• Фрагмент документа

==*==

Москва в эпоху Средневековья: очерки политической истории XII-XV столетий — страница 44 из 81

Новгород отнюдь не был разгромлен, и он не стал бы терпеть никакого «сверхлимитного» насилия над собой в виде дополнительных «контрибуций» для Феогноста. Василий Калика предпочитал уступки в церковных вопросах политическим, тем более что митрополит имел право власти над Новгородом. Но такое положение не нравилось гордым новгородцам. Духовенство занимало важнейшую нишу в политическом устройстве города-государства, и любые его притеснения со стороны вызывали неудовольствие народа. При этом совсем не обязательно митрополичьи разбирательства были неистинными (ср. [Соколов 1913: 291]), людям не по нраву было само замещение функций их владыки кем-то другим. Естественно, что митрополит, напротив, считал себя вправе вершить суд, где ему будет угодно, и получать соответствующие «кормы» (особенно если вспомнить о кидемониальной теории). Кроме того, у Феогноста было много сопровождающих, что еще более усугубляло финансовые и моральные издержки новгородцев. Вообще, архиепископу было сложно вести свои дела с митрополитом, который требовал от него подчинения, а новгородцы, наоборот, хотели независимости от первоиерарха. Архиепископ зависел и от них, и от митрополита. Он был между двух огней и имел мало пространства для политического маневра.

Но Василий Калика нашел выход. В 1346 г. он отправился в Москву за князем и одновременно посетил митрополита, который на месте дал свое благословение (Симеон поедет в Новгород без Феогноста) [НПЛ: 358]. Едва ли в финансовом плане архиепископ что-то выиграл, скорее даже наоборот, ему пришлось внести довольно серьезные сверхплановые платежи. Но он достиг важных политических выгод: ему были пожалованы крестчатые ризы (эти ризы имели для новгородцев огромное значение, и в дальнейшем новгородцы будут чрезвычайно ревностно оберегать право на это отличие для своего владыки), не нарушался суверенитет владычного суда, что не могло не вызвать удовлетворения у граждан Новгородской земли. Это было дипломатической победой Василия Калики: довольны остались и митрополит, и паства, а такого согласия добиться было нелегко. Возможно, архиепископ смог здесь как-то использовать в своих целях влияние на первоиерарха великого князя.

В 1352 г. Василий Калика отправился по призыву псковичей в охваченный эпидемией чумы город. Вернуться живым ему было не суждено: он умер на обратном пути[223] [НПЛ: 100, 362]. Конечно, поездка в Псков в тех условиях требовала огромного мужества, и архиепископ нашел в себе силы до конца выполнить свой пастырский долг. При этом визит Василия, естественно, приносил и политические выгоды Волховской столице, ибо это должно было улучшить отношения с его «младшим братом».

==*==

• Имеющиеся данные

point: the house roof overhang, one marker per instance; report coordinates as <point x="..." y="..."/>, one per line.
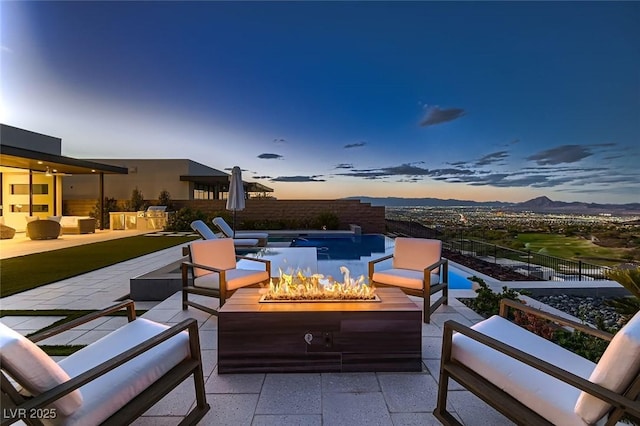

==*==

• Что сделать
Верны ли по фрагменту о Василии Калике следующие утверждения? На каждое ответьте «да» или «нет» и дословно приведите решающие слова текста.
1. В 1346 г. Василий Калика ездил в Москву.
2. Договоренность с митрополитом принесла архиепископу финансовую выгоду.
3. Василий Калика умер в Пскове.
Данные здесь не понадобятся.

• Решение задания
1. Да: «В 1346 г. он отправился в Москву за князем».
2. Нет: «Едва ли в финансовом плане архиепископ что-то выиграл».
3. Нет: «он умер на обратном пути».